begin Data records

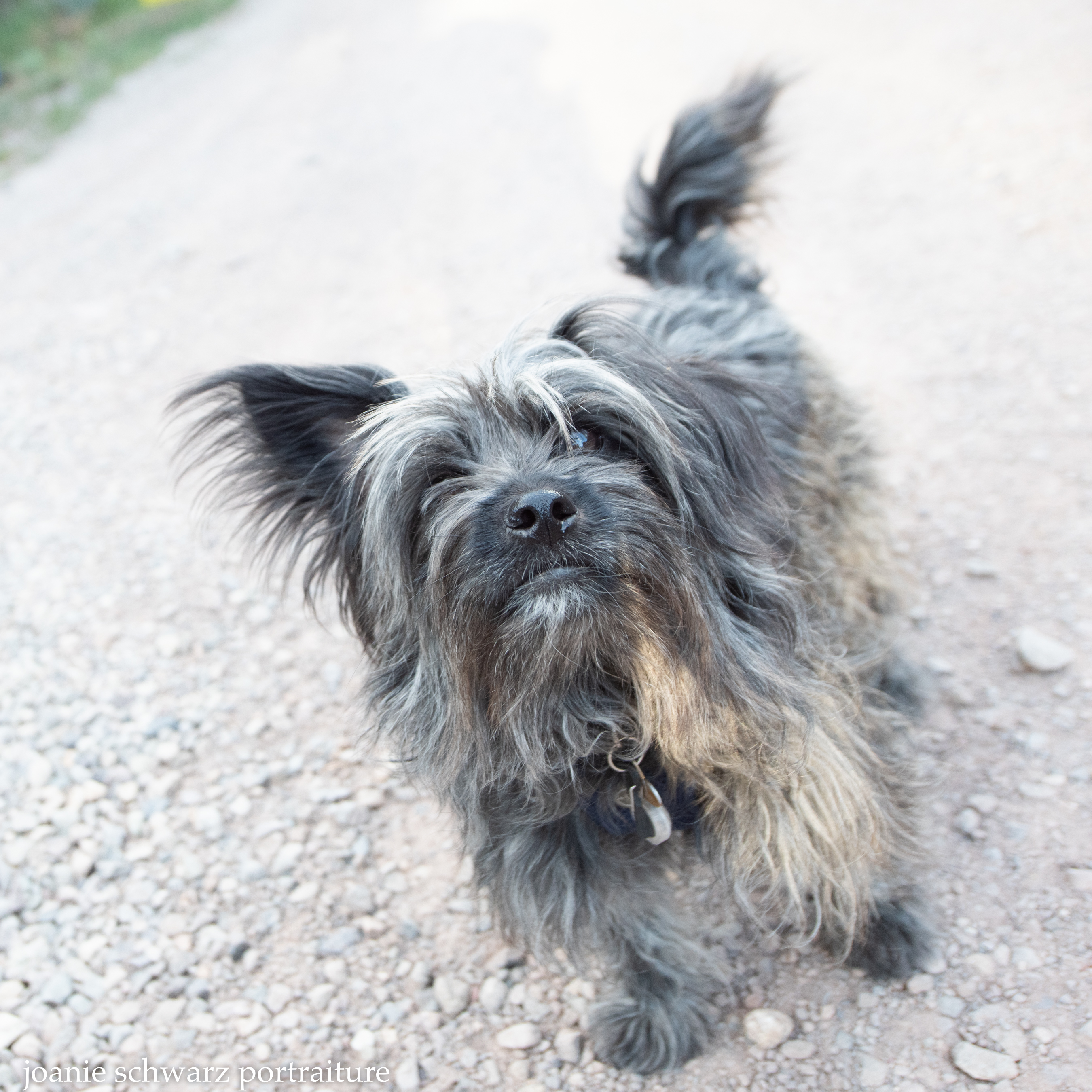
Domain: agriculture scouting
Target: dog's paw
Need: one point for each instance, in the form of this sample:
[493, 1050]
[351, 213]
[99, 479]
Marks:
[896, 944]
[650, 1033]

end Data records
begin Data records

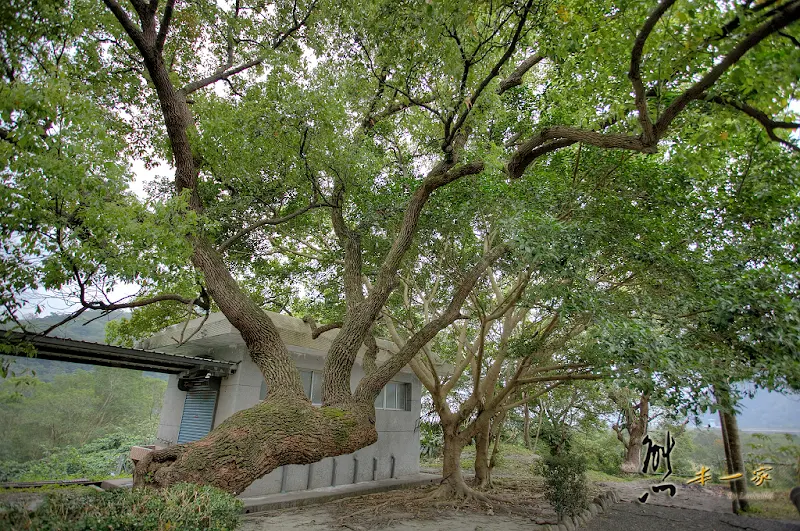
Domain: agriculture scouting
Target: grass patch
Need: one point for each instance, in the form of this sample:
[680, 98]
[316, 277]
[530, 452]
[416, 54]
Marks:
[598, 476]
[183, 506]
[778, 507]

end Data records
begin Data records

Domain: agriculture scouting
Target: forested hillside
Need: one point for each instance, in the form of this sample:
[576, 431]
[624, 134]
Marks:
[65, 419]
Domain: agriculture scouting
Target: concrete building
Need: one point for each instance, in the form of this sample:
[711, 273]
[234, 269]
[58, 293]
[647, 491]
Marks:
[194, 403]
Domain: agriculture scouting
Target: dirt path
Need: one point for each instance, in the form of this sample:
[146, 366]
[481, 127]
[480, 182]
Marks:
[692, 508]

end Data records

**Problem**
Extract every line of the records above that contains the string "Target".

**Exercise response**
Target: dog's paw
Target: grass patch
Target: forested hillside
Target: concrete building
Target: dirt path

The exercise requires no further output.